───── Exercise inputs ─────

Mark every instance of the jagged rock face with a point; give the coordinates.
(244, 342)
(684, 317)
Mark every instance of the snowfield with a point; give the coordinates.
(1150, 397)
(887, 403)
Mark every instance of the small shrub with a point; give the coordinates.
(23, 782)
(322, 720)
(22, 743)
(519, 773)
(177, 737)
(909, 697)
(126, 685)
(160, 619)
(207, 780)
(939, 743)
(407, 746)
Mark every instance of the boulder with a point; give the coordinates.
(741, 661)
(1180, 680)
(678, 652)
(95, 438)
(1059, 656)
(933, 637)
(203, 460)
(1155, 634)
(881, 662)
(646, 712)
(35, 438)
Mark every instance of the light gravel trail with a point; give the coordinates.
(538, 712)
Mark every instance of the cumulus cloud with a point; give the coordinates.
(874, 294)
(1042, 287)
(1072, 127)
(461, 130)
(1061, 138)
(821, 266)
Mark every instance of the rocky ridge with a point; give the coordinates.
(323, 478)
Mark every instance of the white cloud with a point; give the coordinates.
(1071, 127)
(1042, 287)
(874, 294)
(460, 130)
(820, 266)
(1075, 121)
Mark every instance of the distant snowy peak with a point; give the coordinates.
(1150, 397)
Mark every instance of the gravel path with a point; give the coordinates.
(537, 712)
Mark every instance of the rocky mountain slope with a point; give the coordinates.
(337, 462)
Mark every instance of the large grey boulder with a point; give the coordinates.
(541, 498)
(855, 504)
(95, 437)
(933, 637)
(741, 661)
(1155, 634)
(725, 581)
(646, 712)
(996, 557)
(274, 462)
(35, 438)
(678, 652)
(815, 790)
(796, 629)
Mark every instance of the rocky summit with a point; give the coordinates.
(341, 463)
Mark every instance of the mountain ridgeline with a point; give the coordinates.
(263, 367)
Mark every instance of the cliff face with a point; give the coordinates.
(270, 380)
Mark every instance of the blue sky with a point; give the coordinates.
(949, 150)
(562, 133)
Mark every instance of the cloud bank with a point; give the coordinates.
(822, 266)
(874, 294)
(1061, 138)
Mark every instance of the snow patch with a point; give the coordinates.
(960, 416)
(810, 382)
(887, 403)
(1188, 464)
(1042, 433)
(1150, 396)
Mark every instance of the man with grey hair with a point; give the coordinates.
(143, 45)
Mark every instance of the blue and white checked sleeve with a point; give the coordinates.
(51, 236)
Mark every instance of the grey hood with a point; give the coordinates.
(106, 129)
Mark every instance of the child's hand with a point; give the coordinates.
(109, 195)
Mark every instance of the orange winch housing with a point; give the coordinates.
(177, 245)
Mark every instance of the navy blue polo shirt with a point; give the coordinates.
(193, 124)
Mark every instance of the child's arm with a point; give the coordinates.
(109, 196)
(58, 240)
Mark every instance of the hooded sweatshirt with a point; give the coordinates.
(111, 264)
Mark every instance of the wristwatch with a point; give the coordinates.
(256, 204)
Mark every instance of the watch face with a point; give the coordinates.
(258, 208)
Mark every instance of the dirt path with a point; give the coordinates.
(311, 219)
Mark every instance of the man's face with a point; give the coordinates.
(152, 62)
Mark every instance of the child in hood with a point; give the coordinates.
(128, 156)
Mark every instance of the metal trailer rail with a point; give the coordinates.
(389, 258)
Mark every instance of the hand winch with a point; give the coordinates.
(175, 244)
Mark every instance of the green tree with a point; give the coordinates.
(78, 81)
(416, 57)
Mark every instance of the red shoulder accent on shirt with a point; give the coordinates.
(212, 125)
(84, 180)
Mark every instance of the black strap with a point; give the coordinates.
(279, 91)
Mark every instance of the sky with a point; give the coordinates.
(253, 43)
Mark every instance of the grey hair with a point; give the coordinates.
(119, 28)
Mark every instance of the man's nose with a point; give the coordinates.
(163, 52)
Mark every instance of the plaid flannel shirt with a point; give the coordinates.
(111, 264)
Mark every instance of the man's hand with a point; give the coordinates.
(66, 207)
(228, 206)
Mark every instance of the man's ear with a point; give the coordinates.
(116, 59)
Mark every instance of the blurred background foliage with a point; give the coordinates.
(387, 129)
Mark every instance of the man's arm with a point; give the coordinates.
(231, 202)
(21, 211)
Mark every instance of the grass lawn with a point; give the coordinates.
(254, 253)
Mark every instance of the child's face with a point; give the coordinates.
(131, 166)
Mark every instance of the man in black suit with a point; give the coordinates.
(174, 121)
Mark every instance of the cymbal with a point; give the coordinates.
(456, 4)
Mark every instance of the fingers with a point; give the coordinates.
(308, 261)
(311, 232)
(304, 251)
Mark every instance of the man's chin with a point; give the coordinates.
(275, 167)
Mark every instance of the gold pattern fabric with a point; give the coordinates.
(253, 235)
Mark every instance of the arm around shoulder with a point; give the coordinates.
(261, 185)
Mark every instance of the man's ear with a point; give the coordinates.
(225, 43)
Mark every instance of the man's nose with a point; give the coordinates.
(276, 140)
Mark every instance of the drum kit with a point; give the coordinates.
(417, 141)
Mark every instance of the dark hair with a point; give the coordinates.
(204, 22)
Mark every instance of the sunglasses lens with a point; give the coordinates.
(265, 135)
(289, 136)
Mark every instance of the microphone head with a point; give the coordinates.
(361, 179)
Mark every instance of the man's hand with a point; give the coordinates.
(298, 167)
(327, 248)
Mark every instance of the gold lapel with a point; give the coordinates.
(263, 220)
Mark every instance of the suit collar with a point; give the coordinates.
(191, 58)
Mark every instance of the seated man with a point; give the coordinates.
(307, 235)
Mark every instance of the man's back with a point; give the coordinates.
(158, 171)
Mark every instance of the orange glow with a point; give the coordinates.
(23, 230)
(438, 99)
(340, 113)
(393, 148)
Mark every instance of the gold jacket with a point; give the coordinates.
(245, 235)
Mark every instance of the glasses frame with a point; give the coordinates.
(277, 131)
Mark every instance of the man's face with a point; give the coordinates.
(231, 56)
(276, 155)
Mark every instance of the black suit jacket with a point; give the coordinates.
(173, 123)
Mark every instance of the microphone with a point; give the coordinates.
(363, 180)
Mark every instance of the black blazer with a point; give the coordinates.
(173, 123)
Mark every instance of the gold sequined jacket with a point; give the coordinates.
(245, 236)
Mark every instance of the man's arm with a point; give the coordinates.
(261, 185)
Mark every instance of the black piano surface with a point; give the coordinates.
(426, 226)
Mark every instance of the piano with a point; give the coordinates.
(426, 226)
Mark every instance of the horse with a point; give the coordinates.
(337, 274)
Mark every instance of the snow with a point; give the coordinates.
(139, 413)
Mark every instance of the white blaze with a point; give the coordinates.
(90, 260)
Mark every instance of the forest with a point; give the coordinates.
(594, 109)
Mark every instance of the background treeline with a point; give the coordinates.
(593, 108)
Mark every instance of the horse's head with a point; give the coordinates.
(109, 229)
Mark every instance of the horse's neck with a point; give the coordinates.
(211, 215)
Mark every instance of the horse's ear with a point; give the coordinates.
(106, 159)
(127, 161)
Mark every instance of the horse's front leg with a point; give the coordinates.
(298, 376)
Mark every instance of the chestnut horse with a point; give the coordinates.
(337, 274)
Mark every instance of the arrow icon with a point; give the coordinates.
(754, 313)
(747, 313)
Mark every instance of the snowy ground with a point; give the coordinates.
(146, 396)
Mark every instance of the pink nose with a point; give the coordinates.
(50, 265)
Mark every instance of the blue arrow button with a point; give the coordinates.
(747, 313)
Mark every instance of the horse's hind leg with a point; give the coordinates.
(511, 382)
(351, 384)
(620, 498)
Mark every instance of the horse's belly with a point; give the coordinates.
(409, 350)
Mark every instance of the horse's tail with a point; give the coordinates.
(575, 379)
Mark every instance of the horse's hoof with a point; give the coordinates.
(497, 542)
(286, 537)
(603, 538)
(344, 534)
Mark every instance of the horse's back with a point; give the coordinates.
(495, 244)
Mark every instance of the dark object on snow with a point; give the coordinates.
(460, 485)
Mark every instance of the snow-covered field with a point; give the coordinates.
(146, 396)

─────

### Exercise instructions
Which lines run from the one containing "Mark every instance of the blue arrow" to the final line of the entries? Return those lines exactly, and only those.

### Response below
Mark every instance of the blue arrow button with a point; give the coordinates.
(747, 313)
Mark every instance of the horse's hind leg with a point; give the coordinates.
(511, 382)
(351, 384)
(620, 498)
Mark every instance of the horse's belly with a point; give the coordinates.
(409, 350)
Mark every instance of the horse's tail with a point; give the coordinates.
(575, 379)
Mark every instance of the horse's hoof with a point; give the coordinates.
(497, 542)
(286, 537)
(603, 538)
(344, 534)
Mark every instance of the horse's back with a point; give the coordinates.
(495, 244)
Mark every instance of the dark object on snow with a point; give the coordinates.
(460, 485)
Mark every instance of the snow-covered field with a point; give the coordinates.
(146, 396)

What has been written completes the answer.